DATA SUPPLIED:
* BEGIN *

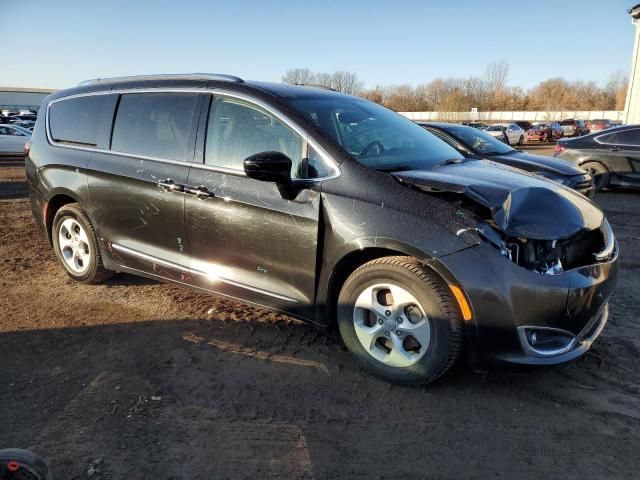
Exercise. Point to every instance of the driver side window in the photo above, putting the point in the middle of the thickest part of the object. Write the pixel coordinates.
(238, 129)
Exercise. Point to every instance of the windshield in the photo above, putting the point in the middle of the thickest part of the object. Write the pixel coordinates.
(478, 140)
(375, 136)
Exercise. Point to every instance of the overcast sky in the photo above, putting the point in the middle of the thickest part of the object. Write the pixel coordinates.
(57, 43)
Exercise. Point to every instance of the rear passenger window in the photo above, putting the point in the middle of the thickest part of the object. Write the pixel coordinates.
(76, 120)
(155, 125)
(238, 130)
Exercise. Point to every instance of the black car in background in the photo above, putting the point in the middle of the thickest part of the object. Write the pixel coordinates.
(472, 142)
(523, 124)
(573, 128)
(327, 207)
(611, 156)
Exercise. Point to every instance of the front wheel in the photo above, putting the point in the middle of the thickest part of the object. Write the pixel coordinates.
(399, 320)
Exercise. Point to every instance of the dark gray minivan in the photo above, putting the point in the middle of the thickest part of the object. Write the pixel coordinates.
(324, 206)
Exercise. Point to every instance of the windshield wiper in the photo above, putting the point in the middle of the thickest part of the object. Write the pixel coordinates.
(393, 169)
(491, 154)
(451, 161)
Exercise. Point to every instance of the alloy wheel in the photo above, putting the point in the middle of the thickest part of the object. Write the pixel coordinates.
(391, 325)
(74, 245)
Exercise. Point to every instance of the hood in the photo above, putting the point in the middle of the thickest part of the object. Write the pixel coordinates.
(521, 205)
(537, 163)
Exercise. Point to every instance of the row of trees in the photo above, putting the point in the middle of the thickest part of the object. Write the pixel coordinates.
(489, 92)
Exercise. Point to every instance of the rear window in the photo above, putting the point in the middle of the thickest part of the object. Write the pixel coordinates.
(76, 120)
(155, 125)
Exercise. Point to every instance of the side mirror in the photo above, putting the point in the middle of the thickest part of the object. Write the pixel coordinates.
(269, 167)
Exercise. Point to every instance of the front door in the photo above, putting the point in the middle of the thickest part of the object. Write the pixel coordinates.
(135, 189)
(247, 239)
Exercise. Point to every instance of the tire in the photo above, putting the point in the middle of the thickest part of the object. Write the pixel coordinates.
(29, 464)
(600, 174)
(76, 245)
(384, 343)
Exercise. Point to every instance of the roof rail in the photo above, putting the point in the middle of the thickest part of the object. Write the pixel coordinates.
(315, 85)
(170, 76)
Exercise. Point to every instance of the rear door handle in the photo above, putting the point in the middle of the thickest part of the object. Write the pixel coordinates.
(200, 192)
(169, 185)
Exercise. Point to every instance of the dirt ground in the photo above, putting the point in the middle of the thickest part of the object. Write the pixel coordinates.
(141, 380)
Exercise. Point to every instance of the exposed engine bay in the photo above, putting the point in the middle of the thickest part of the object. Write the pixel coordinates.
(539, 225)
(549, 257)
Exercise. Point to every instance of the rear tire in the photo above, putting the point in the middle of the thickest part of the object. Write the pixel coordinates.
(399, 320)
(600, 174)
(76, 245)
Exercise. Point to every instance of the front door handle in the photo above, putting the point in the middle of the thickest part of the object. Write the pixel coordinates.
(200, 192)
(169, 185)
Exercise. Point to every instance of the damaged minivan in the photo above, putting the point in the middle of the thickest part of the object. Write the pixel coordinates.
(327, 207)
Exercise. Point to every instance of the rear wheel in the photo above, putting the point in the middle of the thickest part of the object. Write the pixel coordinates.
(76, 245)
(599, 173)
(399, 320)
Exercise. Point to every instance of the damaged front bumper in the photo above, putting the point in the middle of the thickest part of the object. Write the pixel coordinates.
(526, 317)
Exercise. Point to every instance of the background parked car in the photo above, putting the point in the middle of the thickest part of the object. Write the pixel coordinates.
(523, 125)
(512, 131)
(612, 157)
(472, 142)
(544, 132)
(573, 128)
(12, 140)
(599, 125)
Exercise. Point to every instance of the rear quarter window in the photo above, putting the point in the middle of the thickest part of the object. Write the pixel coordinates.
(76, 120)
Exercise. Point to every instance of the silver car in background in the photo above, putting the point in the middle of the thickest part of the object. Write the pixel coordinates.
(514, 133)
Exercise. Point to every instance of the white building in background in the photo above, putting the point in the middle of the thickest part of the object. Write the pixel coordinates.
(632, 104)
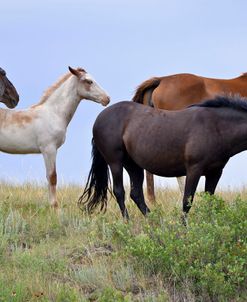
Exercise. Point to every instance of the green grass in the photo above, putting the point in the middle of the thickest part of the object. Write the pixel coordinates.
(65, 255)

* END *

Write out the listing above again, exactly, but with no pictures in the copy.

Exercise. Point to every instance of the driver side window in the photo above, putting the point in the middle of the thickest part of the object. Write the pixel coordinates.
(238, 129)
Exercise. Point to every instance of the windshield in the photo above, putting the point in the middle of the thickest part of the object. Write the pixel coordinates.
(478, 140)
(375, 136)
Exercise. Point to every instance of the overcast sky in the photo above, putting the point in the middle of the thickest part of the object. Write the pixel coordinates.
(57, 43)
Exercise. Point to every instance of the rear passenger window in the photo above, putting the point in the middle of the thickest part of the object. Write the pixel coordinates.
(76, 120)
(155, 125)
(238, 130)
Exercise. Point to every instance of the black car in background in the photo above, putting the point in the middle of the thickest part of the object. Write the pixel coordinates.
(472, 142)
(523, 124)
(573, 128)
(327, 207)
(611, 156)
Exercise. Point to every instance of the front wheel in the photo above, putting the point in the middle of the thickest part of the object. Write the pixel coordinates.
(399, 320)
Exercise. Point to every instance of the dark gray minivan in the photo above, putting the point in the middle of the thickest part of the object. Write the pixel coordinates.
(324, 206)
Exercise. Point to every instance of the windshield wiper in the photo above, putting the point in the middle of the thickest part of the object. Write the pixel coordinates.
(393, 169)
(491, 154)
(451, 161)
Exercise. Point to every instance of the alloy wheel in the photo above, putting the point in the middle of the thickest part of the object. Write the pixel coordinates.
(391, 325)
(74, 245)
Exercise. Point to every instance of the hood in the photo above, putting the point in the middle of the thickest part of the object. Write the pixel coordinates.
(521, 205)
(537, 163)
Exercise. Point to every instance of the row of trees in the photo above, putting the point in the middle of the thickest part of the object. Write the pixel coordinates.
(489, 92)
Exercise. Point to every instance of the rear window in the photo above, putting the point in the middle of the thickest part of the object. Write the pixel coordinates.
(76, 120)
(155, 125)
Exercise. Point to every instance of the side mirror in the photo above, putting the point in the middle of the thickest part of the object. Write the pixel coordinates.
(269, 167)
Exercise. Point to every instance of the front door in the photo above, putting the point in the middle of the thickest part of the object. Write the pixel coordinates.
(135, 189)
(247, 239)
Exercise. Point to every instance of the tire in the photo above, putting the point in the middle of the thickest part of the object. Write the pixel coordinates.
(29, 464)
(600, 174)
(76, 245)
(384, 343)
Exercise. Point to every instance of the roof rail in the photo above, putting the point in the middle of the thickest part of the object. Write the pixel coordinates.
(315, 85)
(170, 76)
Exercise. Point to every instance of the rear door handle in the photo above, putting the point in the middle of the thickest part of the object. Write the pixel coordinates.
(200, 192)
(169, 185)
Exercise. Point to every instance of the dirt ground in the photo above, putting the point in the middle of the thickest part of the object. Write the pixel coordinates.
(141, 380)
Exercise. Point to every instance of the exposed engine bay in the photo above, putting the point in the middle of the thickest part of the object. Write the pixel coordinates.
(539, 225)
(549, 257)
Exercise. Point to every instance of the rear tire in the photo above, putting the point in the middle of the thickest part of the object. Write the pixel coordinates.
(399, 320)
(600, 174)
(76, 245)
Exercise. Point to every instance of the front door handle in the photo above, putting the point in the middle of the thickest part of the object. Write the pixel coordinates.
(200, 192)
(169, 185)
Exercise. Point to every instance of the damaged minivan in the photo above, putting the point in the middle of the thickest part of the object. Write the pixel coordinates.
(327, 207)
Exercise. Point to every instance of the rear wheel in the photo above, putting the point in the middle of the thickest part of the object. Write the pixel coordinates.
(76, 245)
(599, 173)
(399, 320)
Exercise. Point to every instance of the damaged front bumper in the photo above, putting the point in the middle of the thickest part of the object. Write the pixel coordinates.
(526, 317)
Exercise. Point to every instance of the background parked car in the photo above, putting the point in the middle of the thickest part of the object. Write the pixel coordinates.
(523, 125)
(512, 131)
(612, 157)
(472, 142)
(544, 132)
(573, 128)
(12, 140)
(599, 125)
Exercise. Point to every instance of the rear quarter window in the photo above, putting the point in the middle of the thickest part of the object. Write the pixel coordinates.
(76, 120)
Exercise. Point to every instance of the silver car in background in the photo above, putting the point in the middle of the thickest part of the object. Write the pixel coordinates.
(514, 133)
Exercise. Point to every instance of the white building in background in the photo above, putting the point in the middle of the thickest part of the object. Write the pixel coordinates.
(632, 104)
Exercise. Point to every instance of the green grass in the photo above, putting the point in the middle of the thickest part of the object. Write the pixel coordinates.
(65, 255)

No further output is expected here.